Entries supplied:
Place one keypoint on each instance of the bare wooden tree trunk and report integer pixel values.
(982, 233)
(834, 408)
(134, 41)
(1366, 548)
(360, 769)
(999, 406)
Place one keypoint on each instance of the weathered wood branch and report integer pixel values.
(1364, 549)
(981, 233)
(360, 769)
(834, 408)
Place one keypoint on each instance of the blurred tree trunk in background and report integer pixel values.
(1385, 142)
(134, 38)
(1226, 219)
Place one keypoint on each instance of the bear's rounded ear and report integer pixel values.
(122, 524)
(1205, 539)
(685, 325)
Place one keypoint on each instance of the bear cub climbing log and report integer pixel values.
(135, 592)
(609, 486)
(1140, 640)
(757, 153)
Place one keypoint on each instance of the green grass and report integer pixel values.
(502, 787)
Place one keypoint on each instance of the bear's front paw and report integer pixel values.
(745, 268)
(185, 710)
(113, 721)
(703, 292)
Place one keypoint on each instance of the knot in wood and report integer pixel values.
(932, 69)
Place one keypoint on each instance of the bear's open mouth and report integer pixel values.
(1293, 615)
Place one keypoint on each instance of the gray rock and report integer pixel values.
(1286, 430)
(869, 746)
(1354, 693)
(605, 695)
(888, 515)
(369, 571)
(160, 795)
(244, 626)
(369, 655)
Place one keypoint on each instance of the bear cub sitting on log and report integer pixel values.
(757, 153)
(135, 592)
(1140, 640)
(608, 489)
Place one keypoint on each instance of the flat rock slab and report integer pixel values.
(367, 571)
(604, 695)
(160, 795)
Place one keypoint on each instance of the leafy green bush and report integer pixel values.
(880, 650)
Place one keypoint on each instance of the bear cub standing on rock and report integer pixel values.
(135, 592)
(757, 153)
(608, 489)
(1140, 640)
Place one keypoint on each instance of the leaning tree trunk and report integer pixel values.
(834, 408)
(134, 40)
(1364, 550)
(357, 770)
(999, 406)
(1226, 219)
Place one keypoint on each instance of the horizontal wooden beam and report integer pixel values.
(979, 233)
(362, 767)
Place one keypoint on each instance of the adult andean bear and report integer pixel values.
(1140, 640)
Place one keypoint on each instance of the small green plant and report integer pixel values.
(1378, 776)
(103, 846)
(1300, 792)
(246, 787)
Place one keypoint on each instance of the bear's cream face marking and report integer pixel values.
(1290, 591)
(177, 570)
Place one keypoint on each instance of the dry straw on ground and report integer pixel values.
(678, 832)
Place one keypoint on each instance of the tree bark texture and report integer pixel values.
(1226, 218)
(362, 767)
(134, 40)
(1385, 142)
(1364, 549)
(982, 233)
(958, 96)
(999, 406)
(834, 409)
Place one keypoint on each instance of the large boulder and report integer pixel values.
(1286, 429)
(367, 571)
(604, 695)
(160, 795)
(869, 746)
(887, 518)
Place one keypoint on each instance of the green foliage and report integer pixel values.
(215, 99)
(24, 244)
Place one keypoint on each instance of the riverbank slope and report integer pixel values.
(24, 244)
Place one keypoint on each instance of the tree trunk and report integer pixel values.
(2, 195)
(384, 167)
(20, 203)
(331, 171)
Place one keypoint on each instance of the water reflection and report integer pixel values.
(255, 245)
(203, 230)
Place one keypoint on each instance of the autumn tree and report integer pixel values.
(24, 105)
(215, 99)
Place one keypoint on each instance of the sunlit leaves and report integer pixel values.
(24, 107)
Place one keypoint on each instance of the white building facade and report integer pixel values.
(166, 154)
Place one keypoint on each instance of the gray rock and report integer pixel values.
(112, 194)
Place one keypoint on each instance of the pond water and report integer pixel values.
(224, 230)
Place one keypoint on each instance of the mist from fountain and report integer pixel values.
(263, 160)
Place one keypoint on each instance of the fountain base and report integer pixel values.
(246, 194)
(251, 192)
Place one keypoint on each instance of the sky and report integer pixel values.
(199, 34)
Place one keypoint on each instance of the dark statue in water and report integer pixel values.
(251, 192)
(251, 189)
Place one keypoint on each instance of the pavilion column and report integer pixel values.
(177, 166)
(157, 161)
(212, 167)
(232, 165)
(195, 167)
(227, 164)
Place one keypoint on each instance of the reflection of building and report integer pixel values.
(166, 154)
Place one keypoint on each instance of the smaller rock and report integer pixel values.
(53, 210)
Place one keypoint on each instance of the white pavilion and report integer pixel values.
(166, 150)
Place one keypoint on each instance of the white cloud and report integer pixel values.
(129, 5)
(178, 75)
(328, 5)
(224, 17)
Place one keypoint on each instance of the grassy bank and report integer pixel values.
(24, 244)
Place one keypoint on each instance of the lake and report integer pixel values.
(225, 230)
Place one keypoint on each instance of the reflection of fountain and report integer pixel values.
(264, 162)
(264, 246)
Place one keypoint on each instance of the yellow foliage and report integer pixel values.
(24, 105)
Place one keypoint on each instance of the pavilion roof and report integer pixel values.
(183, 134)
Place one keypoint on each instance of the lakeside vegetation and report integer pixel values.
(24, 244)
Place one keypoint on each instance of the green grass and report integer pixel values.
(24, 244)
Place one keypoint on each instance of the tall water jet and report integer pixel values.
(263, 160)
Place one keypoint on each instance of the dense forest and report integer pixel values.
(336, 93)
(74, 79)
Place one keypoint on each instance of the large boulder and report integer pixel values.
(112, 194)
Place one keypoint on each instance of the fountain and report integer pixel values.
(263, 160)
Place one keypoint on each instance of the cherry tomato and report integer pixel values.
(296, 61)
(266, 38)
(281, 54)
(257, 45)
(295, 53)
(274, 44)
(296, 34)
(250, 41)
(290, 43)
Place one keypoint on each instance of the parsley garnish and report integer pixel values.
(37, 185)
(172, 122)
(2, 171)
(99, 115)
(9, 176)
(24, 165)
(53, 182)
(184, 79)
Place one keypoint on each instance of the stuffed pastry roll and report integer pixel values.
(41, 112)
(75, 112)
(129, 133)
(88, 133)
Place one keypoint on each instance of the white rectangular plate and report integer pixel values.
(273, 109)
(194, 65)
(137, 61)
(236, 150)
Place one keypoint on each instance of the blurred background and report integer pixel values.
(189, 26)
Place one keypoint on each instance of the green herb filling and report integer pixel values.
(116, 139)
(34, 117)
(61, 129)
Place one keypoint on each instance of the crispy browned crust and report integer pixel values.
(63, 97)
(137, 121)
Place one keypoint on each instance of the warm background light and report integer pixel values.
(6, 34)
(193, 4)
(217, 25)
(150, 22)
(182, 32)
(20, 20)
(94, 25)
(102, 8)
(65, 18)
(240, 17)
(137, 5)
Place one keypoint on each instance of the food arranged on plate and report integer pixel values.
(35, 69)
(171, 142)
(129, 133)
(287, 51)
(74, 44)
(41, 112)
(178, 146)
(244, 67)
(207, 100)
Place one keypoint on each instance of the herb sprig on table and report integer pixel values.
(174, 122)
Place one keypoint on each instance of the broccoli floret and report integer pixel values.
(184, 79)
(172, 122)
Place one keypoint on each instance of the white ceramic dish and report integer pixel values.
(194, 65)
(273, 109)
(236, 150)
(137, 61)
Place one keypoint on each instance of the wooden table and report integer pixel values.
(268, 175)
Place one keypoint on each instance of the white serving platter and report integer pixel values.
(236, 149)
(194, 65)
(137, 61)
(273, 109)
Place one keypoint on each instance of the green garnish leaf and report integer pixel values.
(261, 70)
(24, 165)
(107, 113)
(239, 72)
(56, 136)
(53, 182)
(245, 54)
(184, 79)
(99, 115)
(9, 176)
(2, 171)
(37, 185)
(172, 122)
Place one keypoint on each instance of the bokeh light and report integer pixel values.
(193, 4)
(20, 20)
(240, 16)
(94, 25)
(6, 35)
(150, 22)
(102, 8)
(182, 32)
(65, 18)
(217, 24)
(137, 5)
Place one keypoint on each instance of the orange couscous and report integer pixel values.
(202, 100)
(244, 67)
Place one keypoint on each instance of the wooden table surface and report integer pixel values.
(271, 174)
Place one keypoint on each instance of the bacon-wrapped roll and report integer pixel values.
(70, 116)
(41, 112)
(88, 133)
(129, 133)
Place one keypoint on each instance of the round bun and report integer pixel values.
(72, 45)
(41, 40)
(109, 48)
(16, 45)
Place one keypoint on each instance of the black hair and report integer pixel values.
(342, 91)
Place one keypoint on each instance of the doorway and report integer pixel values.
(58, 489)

What you should do:
Only the lines from the one with "Place one keypoint on each instance of the black" through the end of the listing should be output, exactly as they appear.

Your response:
Place one keypoint on each instance of the black hair and report integer pixel values.
(342, 91)
Place one keypoint on each instance of the doorway and report integer pixel values.
(58, 489)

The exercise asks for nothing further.